*** PAGE EXCERPT ***
Bunions, Hammertoes | Forefoot Deformities | Medstar Health

Walking or simply wearing shoes can be extremely uncomfortable when you have bunions, hammertoes, and other toe and forefoot deformities. If you’re suffering pain or irritation when wearing shoes, have limited movement of the toes, redness, swelling, irritation, a lump on the toe or foot or an abnormal bend in your toe, it’s important to see a doctor. If left untreated, bunions, hammertoes, and other forefoot conditions can become progressively worse and more difficult to treat. Open sores may develop on the toe, which can lead to infection. In some cases, surgery is needed to correct the problem.

Common conditions

Toe and Forefoot Deformities Overview

At MedStar Health, our podiatric surgeons have extensive experience treating conditions that affect the lower extremities. The following are a few conditions they commonly treat:

  • Bunions occur when the big toe moves inward or toward the other toes, forming a painful lump at the base of the big toe.
*** End of PAGE EXCERPT ***
*** RECORDS ***
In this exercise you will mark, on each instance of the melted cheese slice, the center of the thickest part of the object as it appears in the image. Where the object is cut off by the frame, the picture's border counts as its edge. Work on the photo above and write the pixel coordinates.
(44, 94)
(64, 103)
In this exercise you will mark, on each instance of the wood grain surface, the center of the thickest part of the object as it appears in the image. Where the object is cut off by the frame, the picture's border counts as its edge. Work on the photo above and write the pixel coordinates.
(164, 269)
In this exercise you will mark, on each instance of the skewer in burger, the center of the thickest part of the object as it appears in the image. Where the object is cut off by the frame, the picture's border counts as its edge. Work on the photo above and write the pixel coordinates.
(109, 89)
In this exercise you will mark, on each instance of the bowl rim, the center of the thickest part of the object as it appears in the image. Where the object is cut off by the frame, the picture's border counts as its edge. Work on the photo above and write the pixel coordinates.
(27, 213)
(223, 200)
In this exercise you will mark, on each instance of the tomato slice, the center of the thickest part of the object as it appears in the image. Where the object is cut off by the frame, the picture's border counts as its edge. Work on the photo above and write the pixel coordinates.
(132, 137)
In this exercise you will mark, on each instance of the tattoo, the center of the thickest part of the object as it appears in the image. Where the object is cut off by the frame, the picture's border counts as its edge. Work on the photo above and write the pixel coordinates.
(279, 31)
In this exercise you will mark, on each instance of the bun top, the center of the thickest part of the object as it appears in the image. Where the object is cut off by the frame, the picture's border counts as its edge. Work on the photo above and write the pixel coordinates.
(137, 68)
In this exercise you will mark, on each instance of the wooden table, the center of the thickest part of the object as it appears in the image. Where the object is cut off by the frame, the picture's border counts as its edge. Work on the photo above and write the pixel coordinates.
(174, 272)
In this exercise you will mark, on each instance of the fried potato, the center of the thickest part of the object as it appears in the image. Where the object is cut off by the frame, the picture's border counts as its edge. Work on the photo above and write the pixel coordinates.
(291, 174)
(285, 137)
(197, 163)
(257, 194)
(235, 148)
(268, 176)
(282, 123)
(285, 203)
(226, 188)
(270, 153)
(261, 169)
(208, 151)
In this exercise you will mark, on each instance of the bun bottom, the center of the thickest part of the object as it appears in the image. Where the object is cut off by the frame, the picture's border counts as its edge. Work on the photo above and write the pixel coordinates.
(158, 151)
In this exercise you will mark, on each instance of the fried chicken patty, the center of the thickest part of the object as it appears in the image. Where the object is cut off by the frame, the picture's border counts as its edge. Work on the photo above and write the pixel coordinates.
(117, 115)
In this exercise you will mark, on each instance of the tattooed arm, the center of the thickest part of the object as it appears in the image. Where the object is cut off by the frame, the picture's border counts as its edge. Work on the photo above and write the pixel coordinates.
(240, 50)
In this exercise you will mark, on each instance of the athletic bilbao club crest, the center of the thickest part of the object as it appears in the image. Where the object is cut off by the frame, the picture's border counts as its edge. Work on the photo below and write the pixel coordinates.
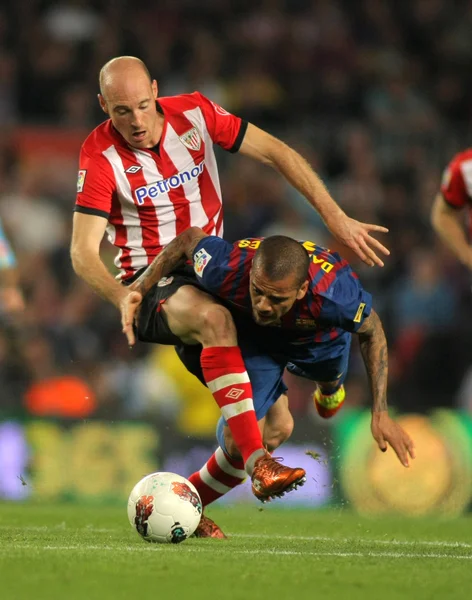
(191, 139)
(81, 180)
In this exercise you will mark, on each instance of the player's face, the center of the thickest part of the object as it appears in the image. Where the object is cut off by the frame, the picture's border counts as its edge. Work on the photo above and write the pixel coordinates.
(131, 105)
(271, 300)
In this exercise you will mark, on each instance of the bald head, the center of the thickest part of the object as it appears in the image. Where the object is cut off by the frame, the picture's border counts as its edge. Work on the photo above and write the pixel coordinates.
(119, 69)
(128, 96)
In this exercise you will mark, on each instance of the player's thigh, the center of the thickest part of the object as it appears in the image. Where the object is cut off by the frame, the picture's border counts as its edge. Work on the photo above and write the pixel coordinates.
(196, 317)
(176, 310)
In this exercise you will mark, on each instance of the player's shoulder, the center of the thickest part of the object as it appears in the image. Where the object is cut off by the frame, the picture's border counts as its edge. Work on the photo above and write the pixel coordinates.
(464, 157)
(181, 102)
(101, 138)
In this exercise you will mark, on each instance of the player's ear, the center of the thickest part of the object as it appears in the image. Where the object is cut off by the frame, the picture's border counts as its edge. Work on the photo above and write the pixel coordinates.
(303, 290)
(155, 89)
(103, 104)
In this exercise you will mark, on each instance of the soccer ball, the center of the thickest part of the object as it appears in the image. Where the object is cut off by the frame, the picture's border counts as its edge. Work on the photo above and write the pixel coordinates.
(164, 508)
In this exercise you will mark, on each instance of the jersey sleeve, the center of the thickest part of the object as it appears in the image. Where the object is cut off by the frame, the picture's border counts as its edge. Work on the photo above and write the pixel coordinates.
(345, 304)
(95, 185)
(225, 129)
(453, 187)
(7, 257)
(212, 263)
*** End of RECORDS ***
- ACTIONS TO TAKE
A: From the forefoot deformities page, reproduce the passage from "Bunions, Hammertoes |" up to and including "correct the problem.".
B: List every sign or symptom that the forefoot deformities page says makes it important to see a doctor.

- ANSWERS FOR EACH ITEM
A:
Bunions, Hammertoes | Forefoot Deformities | Medstar Health

Walking or simply wearing shoes can be extremely uncomfortable when you have bunions, hammertoes, and other toe and forefoot deformities. If you’re suffering pain or irritation when wearing shoes, have limited movement of the toes, redness, swelling, irritation, a lump on the toe or foot or an abnormal bend in your toe, it’s important to see a doctor. If left untreated, bunions, hammertoes, and other forefoot conditions can become progressively worse and more difficult to treat. Open sores may develop on the toe, which can lead to infection. In some cases, surgery is needed to correct the problem.

B:
- Pain or irritation when wearing shoes
- Limited movement of the toes
- Redness
- Swelling
- Irritation
- A lump on the toe or foot
- An abnormal bend in your toe